Jason Goepfert, of Sundial Capital, reports that the National Association of Active Investment Managers data shows that the average manager had stock market exposure of 22% through the end of last week. The exposure reported by an individual manager can vary anywhere from –200% (leveraged short) to +200% (leveraged long). When aggregated with all the other managers and averaged, Goepfert says, the actual minimum was –4% (early October 2011) and the maximum was +104% (late January 2013). This week’s average of 22% ranks in the bottom 10% of all weeks since 2006.
The standard deviation in responses — which shows confidence — ranked in the bottom 6% of all readings since 2006. For comparison, Goepfert reports that the last time that managers’ exposure was below 25%, last September, the standard deviation in responses ranked in the top 70% of all readings, meaning they were not very confident in their bearishness. Good thing, too, as the market then zoomed higher for two months before spiraling lower into the current condition.

- **Written problem 1**
In the passage on active managers' stock exposure, why were managers last September judged not very confident in their bearishness?
- **Written problem 2**
According to the passage on active managers' stock exposure, what was the highest aggregated average exposure, and when did it occur?
- **Written problem 3**
Continue the passage on active managers' stock exposure from its last sentence.
The lines after this passage are separate material.

- **Dataset excerpts**
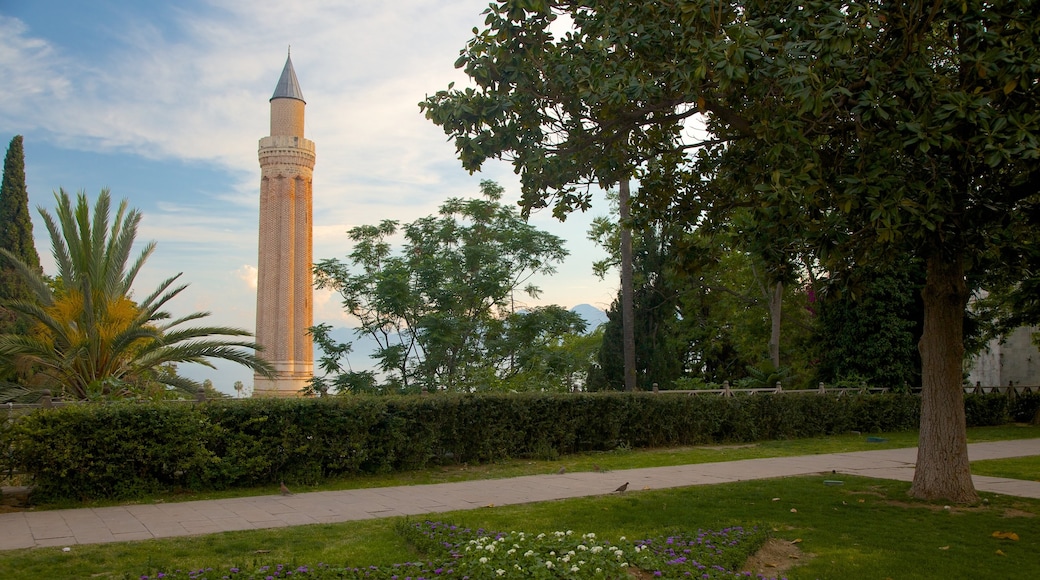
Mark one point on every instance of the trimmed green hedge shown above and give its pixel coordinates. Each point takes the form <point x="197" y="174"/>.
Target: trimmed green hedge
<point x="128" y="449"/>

* * *

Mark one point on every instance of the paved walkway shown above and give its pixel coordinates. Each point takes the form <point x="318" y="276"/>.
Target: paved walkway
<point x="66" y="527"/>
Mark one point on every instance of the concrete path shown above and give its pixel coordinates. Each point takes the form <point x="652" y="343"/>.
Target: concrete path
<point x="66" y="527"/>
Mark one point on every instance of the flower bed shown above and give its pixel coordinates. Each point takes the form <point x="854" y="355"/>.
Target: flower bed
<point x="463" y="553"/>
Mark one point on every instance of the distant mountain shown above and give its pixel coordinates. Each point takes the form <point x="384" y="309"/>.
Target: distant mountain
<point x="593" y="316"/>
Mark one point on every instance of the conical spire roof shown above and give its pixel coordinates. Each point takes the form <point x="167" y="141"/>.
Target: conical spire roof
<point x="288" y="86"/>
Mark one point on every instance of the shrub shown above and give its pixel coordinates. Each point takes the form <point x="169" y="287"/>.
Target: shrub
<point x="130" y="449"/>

==

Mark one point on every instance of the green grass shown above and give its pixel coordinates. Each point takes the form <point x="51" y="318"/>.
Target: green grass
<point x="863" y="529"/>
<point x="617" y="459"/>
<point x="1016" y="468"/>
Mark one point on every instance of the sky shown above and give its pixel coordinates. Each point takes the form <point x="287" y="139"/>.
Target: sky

- **Expected output 1**
The passage treats the standard deviation in responses as a sign of confidence. Last September that standard deviation ranked in the top 70% of all readings, so the managers were not very confident in their bearish stance.

- **Expected output 2**
It was +104%, in late January 2013.

- **Expected output 3**
Keep in mind this is not a gauge of amateurs. While active managers are largely trend-followers, the data shows they were smart enough to reduce exposure as stocks were peaking in 2007, 2011 and 2015 and were aggressively long during the protracted uptrend in 2013-14.
Like any group, however, there tends to be trouble when almost everyone is leaning one way and there isn’t much variability among them, Goepfert notes. As a group, they have had lower exposure than this week’s 22%, so there is room for it to fall further if stocks continue to struggle. That’s what happened during the crash in 2008, but it is not typical.
Goepfert concludes that this is a positive for stocks, due to the fact that the managers are so universal in having low exposure. Even if his recommendation to fade this pervasive bearishness is correct, however, his data further shows that shares are not likely to be vividly higher in a sustainable way for six months to a year.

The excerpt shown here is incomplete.